◆ Exercise brief ◆
Copy the lines below verbatim, but only from the line containing "For the benchmark, annotate every instance of the white cloud" through the end of the data.

━━ Dataset records

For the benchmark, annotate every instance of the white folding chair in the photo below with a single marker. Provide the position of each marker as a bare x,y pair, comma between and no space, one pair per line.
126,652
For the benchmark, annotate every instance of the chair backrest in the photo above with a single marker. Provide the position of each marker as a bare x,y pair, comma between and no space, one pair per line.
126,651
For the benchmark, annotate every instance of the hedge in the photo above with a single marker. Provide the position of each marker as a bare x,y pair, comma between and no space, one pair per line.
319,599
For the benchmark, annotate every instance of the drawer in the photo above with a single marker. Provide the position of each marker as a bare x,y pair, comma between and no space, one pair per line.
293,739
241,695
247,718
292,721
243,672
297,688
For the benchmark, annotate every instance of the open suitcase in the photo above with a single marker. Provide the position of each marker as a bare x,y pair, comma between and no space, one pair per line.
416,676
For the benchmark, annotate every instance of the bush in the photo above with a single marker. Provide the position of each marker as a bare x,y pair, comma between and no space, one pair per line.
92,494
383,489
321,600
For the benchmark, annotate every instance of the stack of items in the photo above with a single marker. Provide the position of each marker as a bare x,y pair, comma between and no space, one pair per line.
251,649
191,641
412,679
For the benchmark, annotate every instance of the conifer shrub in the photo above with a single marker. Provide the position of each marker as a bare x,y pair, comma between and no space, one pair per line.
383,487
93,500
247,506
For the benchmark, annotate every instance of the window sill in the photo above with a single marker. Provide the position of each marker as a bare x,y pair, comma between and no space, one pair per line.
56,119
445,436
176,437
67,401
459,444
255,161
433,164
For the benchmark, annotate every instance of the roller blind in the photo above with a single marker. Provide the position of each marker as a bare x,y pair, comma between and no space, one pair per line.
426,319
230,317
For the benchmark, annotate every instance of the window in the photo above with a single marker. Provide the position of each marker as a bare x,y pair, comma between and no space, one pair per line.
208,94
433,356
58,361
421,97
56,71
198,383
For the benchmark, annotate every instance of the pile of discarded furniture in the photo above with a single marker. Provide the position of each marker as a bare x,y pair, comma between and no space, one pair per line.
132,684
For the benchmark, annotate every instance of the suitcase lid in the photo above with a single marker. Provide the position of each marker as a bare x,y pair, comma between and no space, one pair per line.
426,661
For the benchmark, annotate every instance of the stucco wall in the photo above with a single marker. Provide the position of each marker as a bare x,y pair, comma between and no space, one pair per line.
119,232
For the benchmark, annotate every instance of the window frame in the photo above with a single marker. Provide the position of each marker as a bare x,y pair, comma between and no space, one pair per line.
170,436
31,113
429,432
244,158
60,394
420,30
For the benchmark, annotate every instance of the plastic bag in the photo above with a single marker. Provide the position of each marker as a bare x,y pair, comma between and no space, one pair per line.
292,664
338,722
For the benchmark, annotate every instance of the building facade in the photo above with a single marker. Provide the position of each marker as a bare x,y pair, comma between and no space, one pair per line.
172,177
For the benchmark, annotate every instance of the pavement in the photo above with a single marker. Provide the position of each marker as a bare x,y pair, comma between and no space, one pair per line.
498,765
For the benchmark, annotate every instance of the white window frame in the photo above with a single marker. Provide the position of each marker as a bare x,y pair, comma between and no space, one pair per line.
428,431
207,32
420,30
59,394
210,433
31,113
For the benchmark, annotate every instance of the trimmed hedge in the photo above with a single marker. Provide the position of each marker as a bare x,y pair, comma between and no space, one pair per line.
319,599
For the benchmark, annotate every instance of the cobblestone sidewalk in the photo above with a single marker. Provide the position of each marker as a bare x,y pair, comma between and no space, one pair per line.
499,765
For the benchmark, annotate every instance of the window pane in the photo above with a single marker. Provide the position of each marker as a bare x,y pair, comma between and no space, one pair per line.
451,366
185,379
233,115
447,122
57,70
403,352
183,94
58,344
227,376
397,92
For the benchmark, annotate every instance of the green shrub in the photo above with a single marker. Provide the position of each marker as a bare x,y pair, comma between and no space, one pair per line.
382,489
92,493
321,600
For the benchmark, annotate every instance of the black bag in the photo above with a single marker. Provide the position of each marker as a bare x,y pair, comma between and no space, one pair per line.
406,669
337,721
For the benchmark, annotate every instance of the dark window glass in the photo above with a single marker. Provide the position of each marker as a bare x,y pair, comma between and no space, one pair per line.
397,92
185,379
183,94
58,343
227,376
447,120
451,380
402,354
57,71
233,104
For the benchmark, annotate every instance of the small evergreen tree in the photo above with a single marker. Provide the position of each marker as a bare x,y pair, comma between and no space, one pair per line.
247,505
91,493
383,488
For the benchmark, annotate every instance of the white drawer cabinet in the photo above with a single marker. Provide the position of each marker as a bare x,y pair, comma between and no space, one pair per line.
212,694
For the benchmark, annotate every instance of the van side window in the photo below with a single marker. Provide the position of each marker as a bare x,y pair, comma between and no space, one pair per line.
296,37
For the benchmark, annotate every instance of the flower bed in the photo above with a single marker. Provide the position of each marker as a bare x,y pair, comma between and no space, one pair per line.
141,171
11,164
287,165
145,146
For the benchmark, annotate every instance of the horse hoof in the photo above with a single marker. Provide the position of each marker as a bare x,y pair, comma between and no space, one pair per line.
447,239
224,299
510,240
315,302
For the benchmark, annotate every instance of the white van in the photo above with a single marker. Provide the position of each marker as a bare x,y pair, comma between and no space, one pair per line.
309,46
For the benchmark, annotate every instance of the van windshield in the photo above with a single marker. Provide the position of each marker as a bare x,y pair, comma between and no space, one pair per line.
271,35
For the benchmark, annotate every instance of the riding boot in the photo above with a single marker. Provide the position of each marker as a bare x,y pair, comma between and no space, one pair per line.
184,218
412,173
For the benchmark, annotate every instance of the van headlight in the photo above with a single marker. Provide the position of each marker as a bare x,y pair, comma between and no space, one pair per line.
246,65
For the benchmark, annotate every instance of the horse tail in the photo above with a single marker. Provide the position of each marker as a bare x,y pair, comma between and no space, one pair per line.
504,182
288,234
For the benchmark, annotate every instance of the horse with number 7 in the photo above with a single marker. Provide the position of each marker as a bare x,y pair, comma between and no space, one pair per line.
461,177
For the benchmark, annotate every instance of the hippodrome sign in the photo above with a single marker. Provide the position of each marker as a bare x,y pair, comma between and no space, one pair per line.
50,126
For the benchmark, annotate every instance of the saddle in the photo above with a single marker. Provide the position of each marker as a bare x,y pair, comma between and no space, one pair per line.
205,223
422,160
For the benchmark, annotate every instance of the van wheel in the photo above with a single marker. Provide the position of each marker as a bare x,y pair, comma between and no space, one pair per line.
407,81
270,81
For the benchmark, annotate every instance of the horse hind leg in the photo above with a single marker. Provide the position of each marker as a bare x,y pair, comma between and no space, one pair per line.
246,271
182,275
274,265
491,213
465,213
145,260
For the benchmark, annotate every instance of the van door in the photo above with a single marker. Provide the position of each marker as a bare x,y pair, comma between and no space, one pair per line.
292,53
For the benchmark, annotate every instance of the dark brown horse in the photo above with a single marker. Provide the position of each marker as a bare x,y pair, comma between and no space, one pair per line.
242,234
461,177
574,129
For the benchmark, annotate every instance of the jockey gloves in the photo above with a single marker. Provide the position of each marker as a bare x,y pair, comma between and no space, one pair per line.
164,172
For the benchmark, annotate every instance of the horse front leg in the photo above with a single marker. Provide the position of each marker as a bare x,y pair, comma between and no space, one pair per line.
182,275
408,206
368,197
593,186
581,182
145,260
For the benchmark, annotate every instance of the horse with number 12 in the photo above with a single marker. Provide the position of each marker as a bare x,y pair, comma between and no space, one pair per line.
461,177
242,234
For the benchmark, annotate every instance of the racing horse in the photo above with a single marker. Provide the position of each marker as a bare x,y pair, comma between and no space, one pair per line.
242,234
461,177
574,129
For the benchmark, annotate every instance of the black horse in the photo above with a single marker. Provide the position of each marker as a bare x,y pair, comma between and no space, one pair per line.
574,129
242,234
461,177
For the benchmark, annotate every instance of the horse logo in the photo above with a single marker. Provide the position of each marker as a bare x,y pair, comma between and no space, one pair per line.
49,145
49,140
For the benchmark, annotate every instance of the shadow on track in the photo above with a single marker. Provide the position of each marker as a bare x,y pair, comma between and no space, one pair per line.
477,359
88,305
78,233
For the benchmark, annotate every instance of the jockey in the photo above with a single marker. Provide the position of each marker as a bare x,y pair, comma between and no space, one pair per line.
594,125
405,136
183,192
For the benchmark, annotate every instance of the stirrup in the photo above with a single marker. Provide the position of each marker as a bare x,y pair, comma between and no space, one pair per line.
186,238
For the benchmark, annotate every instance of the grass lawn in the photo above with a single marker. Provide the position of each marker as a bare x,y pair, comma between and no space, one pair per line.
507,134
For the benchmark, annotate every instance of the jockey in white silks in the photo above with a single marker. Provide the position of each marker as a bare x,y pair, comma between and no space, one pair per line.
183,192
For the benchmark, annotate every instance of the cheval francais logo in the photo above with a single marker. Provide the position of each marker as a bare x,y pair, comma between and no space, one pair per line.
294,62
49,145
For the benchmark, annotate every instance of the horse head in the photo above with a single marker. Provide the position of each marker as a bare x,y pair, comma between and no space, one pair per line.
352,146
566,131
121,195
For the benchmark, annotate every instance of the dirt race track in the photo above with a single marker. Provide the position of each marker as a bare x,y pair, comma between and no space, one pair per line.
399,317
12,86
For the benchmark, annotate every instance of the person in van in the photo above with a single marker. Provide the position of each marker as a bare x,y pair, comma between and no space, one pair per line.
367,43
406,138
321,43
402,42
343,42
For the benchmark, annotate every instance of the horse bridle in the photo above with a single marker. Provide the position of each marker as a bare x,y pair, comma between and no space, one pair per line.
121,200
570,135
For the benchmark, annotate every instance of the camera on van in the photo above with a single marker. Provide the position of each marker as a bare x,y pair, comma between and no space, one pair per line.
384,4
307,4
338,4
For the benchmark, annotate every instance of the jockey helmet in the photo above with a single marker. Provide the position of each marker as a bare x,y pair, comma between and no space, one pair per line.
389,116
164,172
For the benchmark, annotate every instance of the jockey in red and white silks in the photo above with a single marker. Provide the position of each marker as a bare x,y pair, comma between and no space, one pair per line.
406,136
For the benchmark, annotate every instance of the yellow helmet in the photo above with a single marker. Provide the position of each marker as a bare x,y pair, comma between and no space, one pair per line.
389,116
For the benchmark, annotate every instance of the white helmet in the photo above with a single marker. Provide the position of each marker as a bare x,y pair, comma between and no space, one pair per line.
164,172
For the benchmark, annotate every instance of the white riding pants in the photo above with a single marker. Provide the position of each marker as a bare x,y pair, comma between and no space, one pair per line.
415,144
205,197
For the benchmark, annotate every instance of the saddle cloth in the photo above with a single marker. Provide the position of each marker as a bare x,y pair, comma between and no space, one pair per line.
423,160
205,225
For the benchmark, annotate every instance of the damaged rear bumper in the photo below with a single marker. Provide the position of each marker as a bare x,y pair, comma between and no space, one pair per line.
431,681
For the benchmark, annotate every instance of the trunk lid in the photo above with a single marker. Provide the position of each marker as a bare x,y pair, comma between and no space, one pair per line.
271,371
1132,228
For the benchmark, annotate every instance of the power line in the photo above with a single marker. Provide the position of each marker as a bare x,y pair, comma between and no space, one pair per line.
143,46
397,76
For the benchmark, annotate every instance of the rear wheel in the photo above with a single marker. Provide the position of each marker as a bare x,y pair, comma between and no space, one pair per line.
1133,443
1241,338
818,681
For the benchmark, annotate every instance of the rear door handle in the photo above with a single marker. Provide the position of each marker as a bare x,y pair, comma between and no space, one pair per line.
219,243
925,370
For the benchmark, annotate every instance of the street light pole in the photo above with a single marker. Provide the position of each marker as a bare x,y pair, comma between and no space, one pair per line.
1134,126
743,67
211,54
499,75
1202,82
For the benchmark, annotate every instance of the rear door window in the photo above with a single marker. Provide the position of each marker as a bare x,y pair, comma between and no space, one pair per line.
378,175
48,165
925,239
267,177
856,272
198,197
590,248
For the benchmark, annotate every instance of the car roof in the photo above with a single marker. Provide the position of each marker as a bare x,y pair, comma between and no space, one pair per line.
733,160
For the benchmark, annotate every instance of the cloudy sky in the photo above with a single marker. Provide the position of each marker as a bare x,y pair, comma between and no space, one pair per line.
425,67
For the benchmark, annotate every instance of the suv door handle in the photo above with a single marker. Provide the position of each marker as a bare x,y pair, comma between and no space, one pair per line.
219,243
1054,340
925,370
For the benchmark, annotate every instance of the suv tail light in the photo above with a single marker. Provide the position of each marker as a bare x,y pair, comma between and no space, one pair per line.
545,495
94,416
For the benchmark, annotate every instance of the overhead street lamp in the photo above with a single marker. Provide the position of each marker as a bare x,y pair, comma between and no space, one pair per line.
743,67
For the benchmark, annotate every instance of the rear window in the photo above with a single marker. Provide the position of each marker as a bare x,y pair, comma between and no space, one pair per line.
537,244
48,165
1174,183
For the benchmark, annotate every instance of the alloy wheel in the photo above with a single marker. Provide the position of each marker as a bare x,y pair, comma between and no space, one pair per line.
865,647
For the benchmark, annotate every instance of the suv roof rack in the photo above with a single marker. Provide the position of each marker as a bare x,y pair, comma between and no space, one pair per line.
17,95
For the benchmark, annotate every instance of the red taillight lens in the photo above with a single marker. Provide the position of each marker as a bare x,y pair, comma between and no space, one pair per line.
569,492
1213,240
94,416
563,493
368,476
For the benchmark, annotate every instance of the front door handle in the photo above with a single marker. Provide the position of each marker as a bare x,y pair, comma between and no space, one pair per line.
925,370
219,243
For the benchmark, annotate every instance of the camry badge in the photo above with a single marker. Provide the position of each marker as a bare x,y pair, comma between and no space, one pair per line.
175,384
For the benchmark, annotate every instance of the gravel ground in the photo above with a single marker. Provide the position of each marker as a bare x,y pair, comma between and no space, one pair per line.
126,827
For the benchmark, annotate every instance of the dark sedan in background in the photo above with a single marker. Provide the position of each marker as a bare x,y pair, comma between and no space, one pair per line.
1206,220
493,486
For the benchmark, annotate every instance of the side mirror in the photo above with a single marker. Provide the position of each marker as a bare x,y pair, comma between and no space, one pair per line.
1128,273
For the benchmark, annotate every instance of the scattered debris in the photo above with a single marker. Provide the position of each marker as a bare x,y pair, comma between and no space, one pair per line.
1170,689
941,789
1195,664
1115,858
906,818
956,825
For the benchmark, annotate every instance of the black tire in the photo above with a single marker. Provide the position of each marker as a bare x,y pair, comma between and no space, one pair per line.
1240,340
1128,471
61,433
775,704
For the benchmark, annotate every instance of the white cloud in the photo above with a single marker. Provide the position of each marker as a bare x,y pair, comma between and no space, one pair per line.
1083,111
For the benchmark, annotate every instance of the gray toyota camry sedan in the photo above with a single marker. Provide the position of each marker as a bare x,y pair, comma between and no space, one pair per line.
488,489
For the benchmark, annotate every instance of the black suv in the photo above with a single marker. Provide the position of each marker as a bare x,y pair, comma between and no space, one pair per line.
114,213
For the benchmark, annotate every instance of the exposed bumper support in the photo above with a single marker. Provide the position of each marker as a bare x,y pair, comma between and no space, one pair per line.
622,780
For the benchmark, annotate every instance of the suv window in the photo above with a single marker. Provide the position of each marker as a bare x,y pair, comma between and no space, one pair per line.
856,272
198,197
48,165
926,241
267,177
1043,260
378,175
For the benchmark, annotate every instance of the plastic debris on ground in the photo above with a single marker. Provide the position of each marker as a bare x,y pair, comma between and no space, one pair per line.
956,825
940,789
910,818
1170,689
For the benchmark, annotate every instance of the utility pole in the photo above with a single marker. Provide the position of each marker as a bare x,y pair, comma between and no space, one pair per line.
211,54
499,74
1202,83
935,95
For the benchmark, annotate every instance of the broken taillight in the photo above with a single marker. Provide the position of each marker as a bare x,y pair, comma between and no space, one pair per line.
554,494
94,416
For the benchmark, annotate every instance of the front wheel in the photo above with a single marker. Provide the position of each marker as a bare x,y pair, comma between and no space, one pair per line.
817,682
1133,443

━━━━

◆ Answer in full ◆
For the benchmark, annotate every instance of the white cloud in the photo above with a single marker. Provide the position of each marker as a bare x,y pair, comma between and no space, one pair per line.
1083,111
For the benchmark, annotate every instance of the gray toyota camry sedan in the photo above with a single marker. Provide the position of each marker as a bare x,y pair, comma between and no space, one pair per line.
488,489
For the benchmark, annotate every instance of the black suv in the photo above with a single marker. Provide the position of each marker as a bare x,y pair, comma between and no space, one pair per line.
114,213
For the benchmark, annotate every instance of the exposed bumper support in the photo above with a single marker. Provide the position of each marker as a bare x,y pair, comma between and no space, one pair per line.
622,780
For the benchmark, annotate every instance of the suv window in the photo above with a single marker. Provide the position of each marker as a bare x,y pair, comma between and no space, one pair per line.
856,272
198,197
48,165
926,241
267,177
1043,260
378,175
For the benchmark, annotate every instance of the plastic debris on ground in the photo above with a single marker. Provide the position of each marker as a bare x,y pair, comma between and no space, one pair per line.
956,825
940,789
910,818
1170,689
For the benchmark, annotate every instance of the utility pole in the photo above with a single marker. Provide the position of each marker as a bare x,y pair, comma between and no space, one pair per line.
211,54
499,74
1202,83
935,95
For the benchmark, annotate every instance of the broken taillight in the photo above with a single marker. Provide the position of each marker as a bare x,y pair, comma between and no space, one pair per line.
554,494
94,416
For the benchmark, annotate every instance of the front wheel in the photo above with a single marker. Provide the position of each marker as a bare x,y pair, comma between and no space, one pair per line.
817,682
1133,443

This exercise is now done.